> [Aim of the exercise]: Swap "crop health map" for "yield map" in the data starting at the line containing "Above is a drone survey of farmland. Pinpoint the traffic" and ending at the line containing "top-left (132, 604), bottom-right (248, 760)", and give back only those lines with nothing else changed.

____

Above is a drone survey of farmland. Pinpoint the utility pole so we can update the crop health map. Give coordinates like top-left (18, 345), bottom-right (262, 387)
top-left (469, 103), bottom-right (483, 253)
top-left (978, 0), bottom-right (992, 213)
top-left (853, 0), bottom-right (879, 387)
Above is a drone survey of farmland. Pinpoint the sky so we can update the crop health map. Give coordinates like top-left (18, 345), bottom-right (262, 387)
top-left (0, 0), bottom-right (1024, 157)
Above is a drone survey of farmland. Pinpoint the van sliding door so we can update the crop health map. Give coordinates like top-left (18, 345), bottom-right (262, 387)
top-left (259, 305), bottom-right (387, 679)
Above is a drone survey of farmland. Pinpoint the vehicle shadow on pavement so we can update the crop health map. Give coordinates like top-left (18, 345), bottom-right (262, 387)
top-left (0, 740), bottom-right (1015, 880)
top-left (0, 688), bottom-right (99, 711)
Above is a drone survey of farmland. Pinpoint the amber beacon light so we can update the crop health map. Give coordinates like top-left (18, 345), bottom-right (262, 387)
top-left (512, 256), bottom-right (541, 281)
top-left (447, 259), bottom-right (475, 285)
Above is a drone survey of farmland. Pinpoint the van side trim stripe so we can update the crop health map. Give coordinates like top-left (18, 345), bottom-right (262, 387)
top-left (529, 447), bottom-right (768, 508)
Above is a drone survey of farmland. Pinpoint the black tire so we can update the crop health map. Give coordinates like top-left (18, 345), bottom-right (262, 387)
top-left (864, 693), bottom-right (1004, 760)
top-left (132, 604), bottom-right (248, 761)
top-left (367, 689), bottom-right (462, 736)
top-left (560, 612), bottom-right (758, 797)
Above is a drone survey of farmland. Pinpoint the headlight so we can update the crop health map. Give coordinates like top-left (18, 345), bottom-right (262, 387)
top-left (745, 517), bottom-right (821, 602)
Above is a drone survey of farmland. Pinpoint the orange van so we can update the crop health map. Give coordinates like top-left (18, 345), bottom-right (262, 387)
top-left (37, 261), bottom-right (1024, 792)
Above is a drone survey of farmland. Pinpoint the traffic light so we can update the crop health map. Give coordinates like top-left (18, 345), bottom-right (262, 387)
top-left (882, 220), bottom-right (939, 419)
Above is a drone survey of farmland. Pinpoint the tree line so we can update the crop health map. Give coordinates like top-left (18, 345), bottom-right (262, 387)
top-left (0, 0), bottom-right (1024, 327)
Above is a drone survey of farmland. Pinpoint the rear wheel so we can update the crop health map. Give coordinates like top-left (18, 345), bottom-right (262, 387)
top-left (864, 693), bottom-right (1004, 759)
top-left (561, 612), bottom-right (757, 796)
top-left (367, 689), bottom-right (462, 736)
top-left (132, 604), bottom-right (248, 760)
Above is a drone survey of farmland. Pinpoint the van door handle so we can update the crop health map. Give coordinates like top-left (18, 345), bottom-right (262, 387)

____

> [The solution]:
Above is a drone survey of farmland. Pinpoint the traffic light so we can update the yield map. Give coordinates like top-left (18, 345), bottom-right (262, 387)
top-left (882, 220), bottom-right (939, 419)
Above is a drone survey of farmland. Pinpoint the tree line so we can update the yield map. Give coordinates like top-left (18, 345), bottom-right (262, 387)
top-left (0, 0), bottom-right (1024, 327)
Above is a drone survey of farmland. Pinpoint the rear wheel so we can update the yield map. Give coordinates like top-left (18, 345), bottom-right (262, 387)
top-left (864, 693), bottom-right (1004, 759)
top-left (561, 612), bottom-right (757, 796)
top-left (367, 689), bottom-right (462, 736)
top-left (132, 604), bottom-right (248, 760)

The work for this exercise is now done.